• [INPUT DATA]:
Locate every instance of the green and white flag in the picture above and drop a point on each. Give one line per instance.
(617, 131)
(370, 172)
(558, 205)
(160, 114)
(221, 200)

• [WORK TO COMPLETE]:
All of the records are to be reproduced exactly as they were given.

• [ANSWER TO THE PROBLEM]:
Locate every instance of the green and white flag in the picture above and drop a point on each. Give one line per instance.
(617, 131)
(370, 172)
(558, 205)
(160, 114)
(221, 200)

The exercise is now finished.